**Série d'exercices**:
**1)** D'après le texte sur le handicap socioéconomique, quel est le pourcentage réel d'élèves défavorisés aux États-Unis selon l'enquête PISA ?
**2)** Recopiez tout le passage du texte sur le handicap socioéconomique, depuis « Certes, un enfant » jusqu'à « tel dans d'autres. ».

**Texte fourni**:
******************************
Cependant, le handicap socioéconomique réel et l'idée qu'en ont les chefs d'établissement ne coïncident pas toujours : aux États-Unis, 65 % des chefs d'établissement déclarent que plus de 30 % de leurs élèves sont issus de milieux défavorisés, ce qui est largement supérieur à tous les autres pays. Pour autant, l'enquête PISA montre que le pourcentage réel d'élèves défavorisés aux États-Unis ne s'élève qu'à 13 %, ce qui n'est que légèrement supérieur à la proportion observée en Corée et au Japon. Toutefois, dans ces deux pays, seuls 6 % et 9 % respectivement des chefs d'établissement font état d'une proportion comparable d'élèves défavorisés dans leur école. Autrement dit, le taux de pauvreté des enfants est globalement comparable dans ces trois pays mais les chefs d'établissement qui déclarent que plus de 30 % de leurs élèves sont issus de familles modestes sont six fois plus nombreux aux États-Unis. À l'inverse, en Croatie, en Serbie et à Singapour, plus de 20 % des élèves sont issus de milieux défavorisés, alors que 7 % ou moins des chefs d'établissement seulement font état d'un grand nombre d'élèves défavorisés.

Certes, un enfant considéré comme pauvre aux États-Unis peut être jugé relativement riche dans un autre pays, mais le fait que le problème supposé du handicap socioéconomique des élèves soit beaucoup plus important aux États-Unis – et en France – qu'il ne l'est en réalité donne aussi à penser que ce que les chefs d'établissement considèrent comme un handicap socioéconomique dans certains pays ne serait pas considéré comme tel dans d'autres.

Autre dimension cruciale : l'impact réel du handicap socioéconomique sur les résultats scolaires, illustré par la taille des points sur le graphique (4). Il s'agit ici de montrer dans quelle mesure le système éducatif d'un pays garantit l'égalité des chances face à l'éducation. En Finlande, en Islande ou en Norvège, on s'attend à ce que cet impact soit limité étant donné que ces pays comptent une très faible proportion d'élèves issus de milieux défavorisés : il est facile de garantir l'égalité des chances à l'école lorsque la richesse et l'éducation sont réparties équitablement au sein de la société. En revanche, les résultats les plus impressionnants sont obtenus par certains pays comme Singapour, premier du classement PISA, où, bien que le handicap socioéconomique soit important, l'impact sur les résultats scolaires est modeste. Ces pays semblent parvenir mieux que les autres à cultiver les talents de tous les élèves et à veiller à ce que chaque élève bénéficie d'un enseignement de premier ordre. À l'inverse, la France compte une proportion comparativement modeste d'élèves défavorisés mais les chefs d'établissement la perçoivent comme importante et les résultats scolaires y sont étroitement liés au milieu socioéconomique – plus étroitement en fait que dans tout autre pays à l'exception du Chili et de la République slovaque. D'une manière plus générale, les résultats montrent que le sentiment qu'ont les chefs d'établissement du handicap socioéconomique est plus étroitement corrélé à l'inégalité des chances face à l'éducation que ne l'est le handicap socioéconomique réel.
******************************
**Extrait de données**:
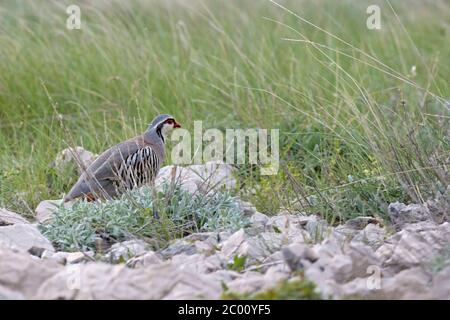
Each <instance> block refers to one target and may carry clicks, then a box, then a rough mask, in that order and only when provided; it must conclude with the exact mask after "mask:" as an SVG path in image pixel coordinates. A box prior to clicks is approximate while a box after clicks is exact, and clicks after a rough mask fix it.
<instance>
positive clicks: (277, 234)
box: [221, 229, 283, 265]
mask: <svg viewBox="0 0 450 320" xmlns="http://www.w3.org/2000/svg"><path fill="white" fill-rule="evenodd" d="M282 243H283V242H282V236H281V235H280V234H277V233H272V232H262V233H258V234H257V235H254V236H251V235H249V234H247V233H246V231H245V230H244V229H240V230H239V231H237V232H235V233H234V234H233V235H231V236H230V237H229V238H228V239H227V240H226V241H224V242H223V244H222V250H221V253H222V254H223V255H224V256H225V258H226V259H228V260H229V261H232V260H233V258H234V257H235V256H246V257H247V262H246V263H247V265H248V264H250V263H254V262H262V261H263V260H264V259H265V258H266V257H268V256H270V255H271V254H272V253H274V252H276V251H278V250H280V249H281V246H282Z"/></svg>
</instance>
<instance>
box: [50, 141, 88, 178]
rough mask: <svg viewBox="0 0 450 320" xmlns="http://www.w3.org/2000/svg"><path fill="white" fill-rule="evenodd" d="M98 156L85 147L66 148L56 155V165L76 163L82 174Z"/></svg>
mask: <svg viewBox="0 0 450 320" xmlns="http://www.w3.org/2000/svg"><path fill="white" fill-rule="evenodd" d="M96 157H97V155H96V154H93V153H92V152H90V151H87V150H86V149H84V148H83V147H79V146H77V147H75V148H66V149H64V150H62V151H60V152H59V153H58V154H57V155H56V159H55V162H54V164H55V167H57V168H62V167H64V166H67V165H68V164H76V166H77V168H78V173H79V174H81V173H82V172H83V171H84V169H85V168H87V167H88V166H89V165H90V164H91V163H92V162H93V161H94V160H95V158H96Z"/></svg>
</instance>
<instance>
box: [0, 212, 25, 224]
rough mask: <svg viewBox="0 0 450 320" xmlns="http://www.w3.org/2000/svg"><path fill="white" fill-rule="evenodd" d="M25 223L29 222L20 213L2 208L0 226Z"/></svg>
mask: <svg viewBox="0 0 450 320" xmlns="http://www.w3.org/2000/svg"><path fill="white" fill-rule="evenodd" d="M23 223H25V224H28V223H29V222H28V221H27V220H26V219H25V218H24V217H22V216H21V215H20V214H17V213H15V212H12V211H9V210H6V209H3V208H0V227H1V226H7V225H11V224H23Z"/></svg>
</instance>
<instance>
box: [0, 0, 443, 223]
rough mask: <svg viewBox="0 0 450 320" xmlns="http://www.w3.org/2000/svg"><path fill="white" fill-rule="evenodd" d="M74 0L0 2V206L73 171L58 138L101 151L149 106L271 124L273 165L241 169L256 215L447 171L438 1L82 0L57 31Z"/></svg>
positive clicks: (132, 134) (333, 218)
mask: <svg viewBox="0 0 450 320" xmlns="http://www.w3.org/2000/svg"><path fill="white" fill-rule="evenodd" d="M72 3H73V1H58V2H56V1H15V0H14V1H13V0H9V1H8V0H7V1H2V2H1V4H0V206H4V207H8V208H10V209H13V210H16V211H18V212H20V213H22V214H24V215H32V214H33V210H34V208H35V206H36V205H37V203H38V202H39V201H41V200H44V199H48V198H59V197H61V196H62V194H63V193H64V192H67V191H68V189H69V188H70V186H71V184H72V183H73V182H74V181H75V180H76V178H77V177H76V175H75V174H67V175H61V174H58V173H57V172H55V170H54V169H53V168H51V166H50V163H51V162H52V161H53V160H54V157H55V155H56V154H57V152H58V151H59V150H61V149H63V148H65V147H66V146H67V145H75V144H76V145H83V146H84V147H85V148H87V149H89V150H92V151H94V152H101V151H102V150H104V149H105V148H107V147H108V146H111V145H113V144H115V143H117V142H120V141H121V140H123V139H125V138H128V137H131V136H133V135H135V134H137V133H139V132H141V131H143V130H144V129H145V128H146V126H147V124H148V123H149V122H150V121H151V119H152V118H153V116H154V115H155V114H157V113H162V112H164V113H172V114H174V115H175V116H176V118H177V119H178V120H179V122H181V123H182V124H183V126H184V127H186V128H188V129H192V127H193V121H194V120H203V121H204V127H205V128H207V127H218V128H220V129H225V128H235V127H242V128H247V127H248V128H252V127H262V128H279V129H280V139H281V143H280V147H281V150H280V155H281V169H280V172H279V174H278V175H276V176H266V177H264V176H263V177H262V176H259V173H258V170H257V168H254V167H249V166H241V167H240V168H239V182H240V186H241V189H240V190H239V192H241V193H242V196H243V197H245V198H246V199H248V200H250V201H252V202H253V203H255V204H256V205H257V207H258V209H259V210H261V211H263V212H266V213H268V214H272V213H275V212H277V211H278V210H279V209H280V208H288V209H292V210H306V211H308V212H311V213H320V214H322V215H323V216H325V217H326V218H327V219H328V220H330V221H339V220H343V219H344V220H345V219H347V218H351V217H354V216H358V215H375V216H381V217H382V216H383V215H384V212H385V208H386V206H387V204H388V203H389V202H390V201H395V200H400V201H416V202H420V201H423V200H425V199H427V198H428V197H431V196H433V194H435V193H436V192H438V191H439V190H441V191H442V190H444V187H445V186H446V185H448V184H450V182H449V175H448V173H447V172H448V165H449V157H450V152H449V150H450V148H449V144H450V125H449V119H450V112H449V108H450V107H449V103H448V100H449V96H450V95H449V80H450V79H449V71H450V70H449V67H450V66H449V64H448V61H450V41H449V40H450V37H449V35H450V30H449V24H448V16H449V15H450V8H449V5H448V2H446V1H439V0H437V1H427V2H423V1H419V0H417V1H416V0H409V1H399V0H392V1H391V2H388V1H372V0H370V1H356V0H353V1H351V0H345V1H332V0H329V1H325V0H320V1H294V0H291V1H289V0H287V1H283V2H282V3H283V6H284V7H285V9H284V8H282V7H280V6H278V5H276V4H274V3H272V2H270V1H265V0H260V1H250V0H246V1H237V0H235V1H234V0H233V1H219V0H210V1H208V0H205V1H162V0H161V1H157V0H156V1H133V2H131V1H130V2H124V1H111V2H109V3H107V2H106V1H95V2H94V1H90V2H87V1H86V2H85V1H80V2H79V5H80V7H81V11H82V29H81V30H67V29H66V28H65V23H66V19H67V14H66V13H65V8H66V6H67V5H68V4H72ZM373 3H376V4H378V5H379V6H380V8H381V18H382V21H381V22H382V29H381V30H379V31H370V30H368V29H367V28H366V18H367V14H366V8H367V6H368V5H369V4H373ZM391 5H392V7H391ZM286 39H291V40H286ZM292 40H295V41H292ZM297 40H302V41H303V42H301V41H297ZM306 40H307V41H309V42H305V41H306ZM413 66H415V67H416V72H415V74H414V73H413V72H412V67H413ZM445 100H446V102H445ZM168 162H170V159H169V160H168Z"/></svg>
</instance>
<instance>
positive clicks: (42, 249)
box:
******************************
**Réponses aux consignes**:
**1)** 13 %.

**2)**
Certes, un enfant considéré comme pauvre aux États-Unis peut être jugé relativement riche dans un autre pays, mais le fait que le problème supposé du handicap socioéconomique des élèves soit beaucoup plus important aux États-Unis – et en France – qu'il ne l'est en réalité donne aussi à penser que ce que les chefs d'établissement considèrent comme un handicap socioéconomique dans certains pays ne serait pas considéré comme tel dans d'autres.